Data supplied:
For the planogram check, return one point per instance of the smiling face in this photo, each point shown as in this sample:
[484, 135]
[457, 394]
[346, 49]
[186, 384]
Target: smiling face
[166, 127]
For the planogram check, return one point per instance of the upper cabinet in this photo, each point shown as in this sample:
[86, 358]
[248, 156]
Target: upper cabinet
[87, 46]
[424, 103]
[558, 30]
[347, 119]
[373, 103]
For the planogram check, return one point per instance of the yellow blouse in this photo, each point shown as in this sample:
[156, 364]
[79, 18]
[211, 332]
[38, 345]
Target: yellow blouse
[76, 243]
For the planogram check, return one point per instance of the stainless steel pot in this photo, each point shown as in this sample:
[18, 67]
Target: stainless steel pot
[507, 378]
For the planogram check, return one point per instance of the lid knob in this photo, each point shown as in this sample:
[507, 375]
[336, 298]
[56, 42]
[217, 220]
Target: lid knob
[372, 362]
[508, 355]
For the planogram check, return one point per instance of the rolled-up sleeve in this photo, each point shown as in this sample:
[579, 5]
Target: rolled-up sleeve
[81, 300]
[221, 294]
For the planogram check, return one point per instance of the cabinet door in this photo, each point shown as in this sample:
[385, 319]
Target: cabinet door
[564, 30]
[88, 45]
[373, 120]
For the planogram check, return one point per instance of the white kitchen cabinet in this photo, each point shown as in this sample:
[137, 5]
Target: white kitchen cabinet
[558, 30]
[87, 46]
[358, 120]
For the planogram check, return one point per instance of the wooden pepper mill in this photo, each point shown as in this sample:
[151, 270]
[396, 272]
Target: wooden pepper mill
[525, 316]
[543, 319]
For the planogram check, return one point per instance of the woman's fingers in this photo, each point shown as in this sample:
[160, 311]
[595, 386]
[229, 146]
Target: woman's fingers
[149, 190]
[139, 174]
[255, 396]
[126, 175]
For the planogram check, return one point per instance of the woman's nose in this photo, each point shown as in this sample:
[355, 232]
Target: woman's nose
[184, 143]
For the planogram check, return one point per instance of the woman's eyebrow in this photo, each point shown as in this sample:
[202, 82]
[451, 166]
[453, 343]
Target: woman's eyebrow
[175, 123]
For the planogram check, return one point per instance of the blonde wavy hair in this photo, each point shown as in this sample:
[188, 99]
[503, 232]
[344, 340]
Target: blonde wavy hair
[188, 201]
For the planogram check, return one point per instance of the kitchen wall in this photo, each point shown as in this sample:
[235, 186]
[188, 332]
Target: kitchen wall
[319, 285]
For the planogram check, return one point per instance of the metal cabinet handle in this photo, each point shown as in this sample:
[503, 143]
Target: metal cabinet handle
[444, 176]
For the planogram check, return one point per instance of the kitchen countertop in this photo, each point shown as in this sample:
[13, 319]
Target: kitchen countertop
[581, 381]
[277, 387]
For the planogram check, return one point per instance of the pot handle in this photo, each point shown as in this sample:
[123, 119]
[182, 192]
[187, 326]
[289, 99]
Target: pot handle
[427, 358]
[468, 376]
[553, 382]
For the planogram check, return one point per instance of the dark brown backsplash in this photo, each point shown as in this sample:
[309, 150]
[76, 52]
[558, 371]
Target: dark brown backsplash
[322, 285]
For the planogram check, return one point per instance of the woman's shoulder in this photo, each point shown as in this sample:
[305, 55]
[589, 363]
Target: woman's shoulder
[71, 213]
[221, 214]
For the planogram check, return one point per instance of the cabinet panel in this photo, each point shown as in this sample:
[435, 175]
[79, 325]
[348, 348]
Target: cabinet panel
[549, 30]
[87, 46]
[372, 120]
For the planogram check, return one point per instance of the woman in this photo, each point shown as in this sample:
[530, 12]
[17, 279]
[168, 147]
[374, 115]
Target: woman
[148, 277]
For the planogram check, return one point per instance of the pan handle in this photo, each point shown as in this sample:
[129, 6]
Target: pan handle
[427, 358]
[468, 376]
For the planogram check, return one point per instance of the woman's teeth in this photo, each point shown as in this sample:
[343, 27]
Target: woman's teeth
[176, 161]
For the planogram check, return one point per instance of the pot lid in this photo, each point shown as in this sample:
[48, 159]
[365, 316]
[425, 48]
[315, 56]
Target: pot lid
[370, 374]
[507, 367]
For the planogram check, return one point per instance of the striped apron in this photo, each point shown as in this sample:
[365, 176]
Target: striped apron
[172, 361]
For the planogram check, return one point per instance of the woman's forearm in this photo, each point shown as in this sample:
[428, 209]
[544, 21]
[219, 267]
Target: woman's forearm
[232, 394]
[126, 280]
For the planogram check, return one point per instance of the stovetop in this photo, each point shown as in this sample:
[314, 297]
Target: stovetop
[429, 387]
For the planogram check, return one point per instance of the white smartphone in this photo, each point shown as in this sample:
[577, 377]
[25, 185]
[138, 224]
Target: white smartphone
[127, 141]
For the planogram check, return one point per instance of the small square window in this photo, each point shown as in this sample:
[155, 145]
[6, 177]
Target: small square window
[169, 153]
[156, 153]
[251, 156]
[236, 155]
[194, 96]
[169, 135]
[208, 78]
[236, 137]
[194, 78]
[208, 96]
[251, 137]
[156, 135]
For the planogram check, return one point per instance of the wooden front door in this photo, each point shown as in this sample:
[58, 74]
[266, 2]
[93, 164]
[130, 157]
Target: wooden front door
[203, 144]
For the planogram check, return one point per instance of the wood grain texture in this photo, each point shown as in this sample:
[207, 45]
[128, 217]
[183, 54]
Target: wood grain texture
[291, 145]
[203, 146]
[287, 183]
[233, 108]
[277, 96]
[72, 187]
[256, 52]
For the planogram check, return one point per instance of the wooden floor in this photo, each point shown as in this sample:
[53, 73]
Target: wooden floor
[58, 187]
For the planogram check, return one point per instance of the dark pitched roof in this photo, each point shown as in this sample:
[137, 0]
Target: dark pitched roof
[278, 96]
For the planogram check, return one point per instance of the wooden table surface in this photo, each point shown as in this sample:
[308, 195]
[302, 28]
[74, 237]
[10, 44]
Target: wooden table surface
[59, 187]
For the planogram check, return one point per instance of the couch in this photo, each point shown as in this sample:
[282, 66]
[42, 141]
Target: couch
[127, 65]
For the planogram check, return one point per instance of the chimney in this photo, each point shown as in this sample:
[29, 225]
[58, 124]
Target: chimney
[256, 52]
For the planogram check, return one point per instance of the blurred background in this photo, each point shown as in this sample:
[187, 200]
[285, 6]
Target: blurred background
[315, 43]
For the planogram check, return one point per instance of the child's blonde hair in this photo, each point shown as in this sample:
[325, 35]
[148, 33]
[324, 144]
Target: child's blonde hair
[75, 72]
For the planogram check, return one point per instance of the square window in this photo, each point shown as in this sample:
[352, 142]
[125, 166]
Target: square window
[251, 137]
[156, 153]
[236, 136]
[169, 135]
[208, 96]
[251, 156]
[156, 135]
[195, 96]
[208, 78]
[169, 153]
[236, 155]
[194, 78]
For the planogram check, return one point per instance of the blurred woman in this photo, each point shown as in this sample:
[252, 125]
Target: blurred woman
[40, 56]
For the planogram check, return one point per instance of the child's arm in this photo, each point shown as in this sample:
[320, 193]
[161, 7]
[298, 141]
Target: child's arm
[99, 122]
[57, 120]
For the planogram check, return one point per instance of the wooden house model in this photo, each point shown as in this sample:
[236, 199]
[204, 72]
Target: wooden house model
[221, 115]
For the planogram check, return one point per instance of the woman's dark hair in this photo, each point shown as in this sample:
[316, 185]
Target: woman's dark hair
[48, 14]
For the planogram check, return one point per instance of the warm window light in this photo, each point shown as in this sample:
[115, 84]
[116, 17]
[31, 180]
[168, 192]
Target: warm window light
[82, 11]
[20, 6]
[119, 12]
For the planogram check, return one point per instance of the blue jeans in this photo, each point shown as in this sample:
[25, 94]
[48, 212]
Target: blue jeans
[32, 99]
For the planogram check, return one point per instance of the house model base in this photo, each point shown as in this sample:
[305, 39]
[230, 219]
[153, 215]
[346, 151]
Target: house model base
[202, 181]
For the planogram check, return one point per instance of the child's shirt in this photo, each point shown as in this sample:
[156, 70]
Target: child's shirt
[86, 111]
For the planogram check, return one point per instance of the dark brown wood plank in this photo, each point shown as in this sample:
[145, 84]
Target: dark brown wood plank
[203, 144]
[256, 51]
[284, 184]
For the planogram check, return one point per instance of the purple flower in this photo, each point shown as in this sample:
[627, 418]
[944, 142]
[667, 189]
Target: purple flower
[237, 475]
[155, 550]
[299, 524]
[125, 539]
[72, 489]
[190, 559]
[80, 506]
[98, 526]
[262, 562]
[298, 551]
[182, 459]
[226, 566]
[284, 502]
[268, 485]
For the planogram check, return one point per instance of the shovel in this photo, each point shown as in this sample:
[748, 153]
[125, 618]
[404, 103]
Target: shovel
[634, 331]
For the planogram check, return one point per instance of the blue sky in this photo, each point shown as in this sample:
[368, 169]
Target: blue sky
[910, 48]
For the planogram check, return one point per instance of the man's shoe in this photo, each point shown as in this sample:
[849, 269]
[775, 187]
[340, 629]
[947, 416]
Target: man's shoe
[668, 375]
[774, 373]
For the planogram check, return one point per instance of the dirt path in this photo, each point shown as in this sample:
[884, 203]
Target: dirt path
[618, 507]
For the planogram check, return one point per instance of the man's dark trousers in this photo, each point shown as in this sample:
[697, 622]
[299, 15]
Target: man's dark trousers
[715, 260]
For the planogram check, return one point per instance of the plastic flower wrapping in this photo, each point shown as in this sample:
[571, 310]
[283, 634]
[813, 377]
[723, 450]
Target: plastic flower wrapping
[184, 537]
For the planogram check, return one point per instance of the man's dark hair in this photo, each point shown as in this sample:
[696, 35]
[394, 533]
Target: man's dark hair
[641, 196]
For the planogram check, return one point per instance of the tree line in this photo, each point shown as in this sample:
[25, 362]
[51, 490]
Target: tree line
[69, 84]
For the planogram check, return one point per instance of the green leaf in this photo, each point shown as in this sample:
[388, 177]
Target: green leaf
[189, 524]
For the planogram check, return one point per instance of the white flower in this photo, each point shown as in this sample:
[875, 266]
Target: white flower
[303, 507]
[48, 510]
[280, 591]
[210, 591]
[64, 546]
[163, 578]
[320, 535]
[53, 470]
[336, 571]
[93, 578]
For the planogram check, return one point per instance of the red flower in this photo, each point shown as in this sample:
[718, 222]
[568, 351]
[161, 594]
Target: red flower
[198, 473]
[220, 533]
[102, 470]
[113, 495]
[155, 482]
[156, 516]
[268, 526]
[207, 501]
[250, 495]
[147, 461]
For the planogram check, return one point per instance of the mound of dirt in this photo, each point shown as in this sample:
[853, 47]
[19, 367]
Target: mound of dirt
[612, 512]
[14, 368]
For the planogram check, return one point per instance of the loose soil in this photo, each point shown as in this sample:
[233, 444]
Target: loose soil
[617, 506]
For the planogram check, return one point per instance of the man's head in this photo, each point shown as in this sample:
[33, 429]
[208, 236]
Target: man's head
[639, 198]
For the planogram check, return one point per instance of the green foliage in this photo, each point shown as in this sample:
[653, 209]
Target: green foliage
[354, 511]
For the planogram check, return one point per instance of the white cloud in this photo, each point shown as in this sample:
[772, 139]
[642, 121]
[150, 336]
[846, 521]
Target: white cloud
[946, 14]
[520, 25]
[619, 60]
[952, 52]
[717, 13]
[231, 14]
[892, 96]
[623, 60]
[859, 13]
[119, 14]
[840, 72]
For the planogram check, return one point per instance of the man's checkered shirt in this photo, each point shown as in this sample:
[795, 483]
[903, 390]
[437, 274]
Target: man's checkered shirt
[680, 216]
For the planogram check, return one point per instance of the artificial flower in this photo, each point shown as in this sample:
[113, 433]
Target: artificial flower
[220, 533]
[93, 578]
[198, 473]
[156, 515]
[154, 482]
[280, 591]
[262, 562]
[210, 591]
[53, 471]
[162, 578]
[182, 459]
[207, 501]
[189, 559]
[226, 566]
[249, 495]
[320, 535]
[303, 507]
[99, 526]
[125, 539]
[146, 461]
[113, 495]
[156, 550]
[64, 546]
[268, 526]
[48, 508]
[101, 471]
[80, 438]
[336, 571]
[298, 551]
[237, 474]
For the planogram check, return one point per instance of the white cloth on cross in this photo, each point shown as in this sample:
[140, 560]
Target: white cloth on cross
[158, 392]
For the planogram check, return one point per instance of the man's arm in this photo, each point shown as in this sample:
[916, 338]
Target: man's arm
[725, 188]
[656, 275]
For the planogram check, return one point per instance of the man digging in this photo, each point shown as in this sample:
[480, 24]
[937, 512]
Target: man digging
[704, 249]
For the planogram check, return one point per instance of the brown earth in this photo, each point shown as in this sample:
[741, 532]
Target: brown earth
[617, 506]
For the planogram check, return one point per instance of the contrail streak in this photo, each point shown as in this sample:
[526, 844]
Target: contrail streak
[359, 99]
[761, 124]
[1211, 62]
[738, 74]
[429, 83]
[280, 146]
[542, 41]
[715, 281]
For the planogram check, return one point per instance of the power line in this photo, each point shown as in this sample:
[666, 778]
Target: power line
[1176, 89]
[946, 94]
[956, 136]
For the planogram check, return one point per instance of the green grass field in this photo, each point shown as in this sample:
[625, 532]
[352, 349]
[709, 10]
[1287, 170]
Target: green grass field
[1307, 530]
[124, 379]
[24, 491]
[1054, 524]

Exercise description:
Locate the line with "of the power" in the entries above; extract it and every line after it, verbatim.

Complete output:
For the planogram check, return one point per instance of the power line in this photo, each point shown as in this sample:
[666, 778]
Target: power line
[1176, 89]
[946, 94]
[956, 136]
For the planogram check, return one point per instance of the green grass field in this photo, each point shown as in this sample:
[625, 532]
[352, 349]
[709, 10]
[1287, 170]
Target: green grass field
[1307, 530]
[124, 379]
[24, 491]
[1054, 524]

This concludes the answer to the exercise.